A typical technique to find \(\sum_{k=L}^{R} f(k)\) is to evaluate \(\sum_{k=1}^{R} f(k) - \sum_{k=1}^{L-1} f(k)\).
This way, the original problem can be solved once \(\sum_{k=1}^{X} f(k)\) is obtained, and the implementation is simplified, so we now consider this problem instead.

While the summation itself seems hard to compute, we can rephrase it as follows. (Such a technique of counting how many times each element is counted is sometimes called “preposterous trick” in Japan.)
\(\sum_{k=1}^{X} f(k) = \) \(\sum_{k=0}^{15}\) ( The number of positive integers at most \(X\) that contains \(S\) occurring from the \(10^k\)s place )
Specifically, when \(X=234\) and \(S=\) 22, one can find \(\sum_{k=1}^{234} f(k)\) by the following steps:

• \(S\) cannot appear starting from the \(1\)s place.
• The integers within \([1,234]\) that contain \(S\) starting from the \(10\)s place are \(22,122\), and \(222\).
• The integers within \([1,234]\) that contain \(S\) starting from the \(10^2\)s place are \(220,221,222,\dots\), and \(229\).
• No integer within \([1,234]\) contains \(S\) starting from the \(10^3\)s or higher place.

Therefore, the desired sum turns out to be \(13\).

In fact, the \(i\)-th smallest integer in which \(S\) appears starting from the \(10^k\)s place can be easily found.
When \(k=3\) and \(S=\) 95, the conforming integers are in the form of ??...??95??.

• When \(i=1\), the sought integer is \(9500\).
• When \(i=13\), the sought integer is \(9512\).
• When \(i=100\), the sought integer is \(9599\).
• When \(i=101\), the sought integer is \(19500\).
• When \(i=2023\), the sought integer is \(209522\).

As you can see, the sought integer is obtained by writing \(i-1\) to the ?s (aligned at the right end).

However, extra caution is needed when \(S\) starts with 0.
When \(k=3\) and \(S=\) 05, the sought integer for \(i=1\)equals \(10500\).
To match to the explanation above, the integer to write to ?s changes to \(i-1 + 10^r\), where \(r\) is the number of ?s after \(S\).

Therefore, we can count the number of positive integers \(X\) that contains \(S\) starting from the \(10^k\)s place. All that left is to take the sum over all \(k\).

********************

CHALLENGE A:
Starting with the entry line that contains "Teacher note: please indicate the white" and going on through the last line of the entries, update those lines by changing "construction material pile" to "stack of building supplies" and leaving everything else unchanged.

********************

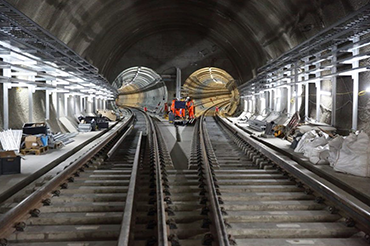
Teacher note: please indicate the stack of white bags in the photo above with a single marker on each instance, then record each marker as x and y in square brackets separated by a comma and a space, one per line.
[345, 154]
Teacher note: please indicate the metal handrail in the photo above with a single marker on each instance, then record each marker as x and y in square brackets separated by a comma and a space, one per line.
[19, 212]
[222, 235]
[124, 236]
[114, 148]
[161, 220]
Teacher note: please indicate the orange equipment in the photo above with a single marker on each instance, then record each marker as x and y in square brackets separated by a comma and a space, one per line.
[173, 106]
[190, 107]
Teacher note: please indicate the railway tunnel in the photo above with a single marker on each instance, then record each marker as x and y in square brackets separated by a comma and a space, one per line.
[272, 70]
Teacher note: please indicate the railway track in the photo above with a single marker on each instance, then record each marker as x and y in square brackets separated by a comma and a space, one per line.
[235, 192]
[266, 205]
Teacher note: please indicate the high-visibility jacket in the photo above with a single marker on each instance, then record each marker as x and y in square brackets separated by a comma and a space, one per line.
[173, 106]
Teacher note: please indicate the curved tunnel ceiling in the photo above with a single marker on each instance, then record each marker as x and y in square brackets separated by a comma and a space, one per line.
[135, 79]
[211, 87]
[246, 33]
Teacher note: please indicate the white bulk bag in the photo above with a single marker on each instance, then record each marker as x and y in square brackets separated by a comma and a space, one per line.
[319, 155]
[335, 146]
[354, 155]
[306, 138]
[311, 147]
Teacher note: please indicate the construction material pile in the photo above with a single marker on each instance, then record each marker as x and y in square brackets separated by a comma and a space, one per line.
[349, 154]
[11, 139]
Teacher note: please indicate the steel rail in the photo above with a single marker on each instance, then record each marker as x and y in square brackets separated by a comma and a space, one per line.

********************

CHALLENGE B:
Continue the explanation of computing \(\sum_{k=L}^{R} f(k)\) from the point where it stops.

RESULT A:
Teacher note: please indicate the white bulk bag in the photo above with a single marker on each instance, then record each marker as x and y in square brackets separated by a comma and a space, one per line.
[319, 155]
[335, 146]
[354, 155]
[306, 138]
[311, 147]
Teacher note: please indicate the stack of building supplies in the photo above with a single marker on each instance, then record each marker as x and y in square brackets separated by a comma and a space, one per line.
[349, 154]
[11, 139]
Teacher note: please indicate the steel rail in the photo above with a single marker on each instance, then record each marker as x and y in square brackets separated by a comma and a space, one per line.

RESULT B:
Beware of the upper bound of the binary search. When \(S\) has \(l\) letters, it is sufficient to consider up to the \(10^{16-l}\)-th one (anything later than this has at least \(17\) digits). Also note that taking too large upper bound may lead to an overflow.

The time complexity per test case is \(O(D \log 10^D) = O(D^2)\), where \(D\) is the number of digits in \(R\). (It may require an additional \(D\) (or in fact, avoid binary search to reduce one more \(D\)), but it is fast enough anyway.)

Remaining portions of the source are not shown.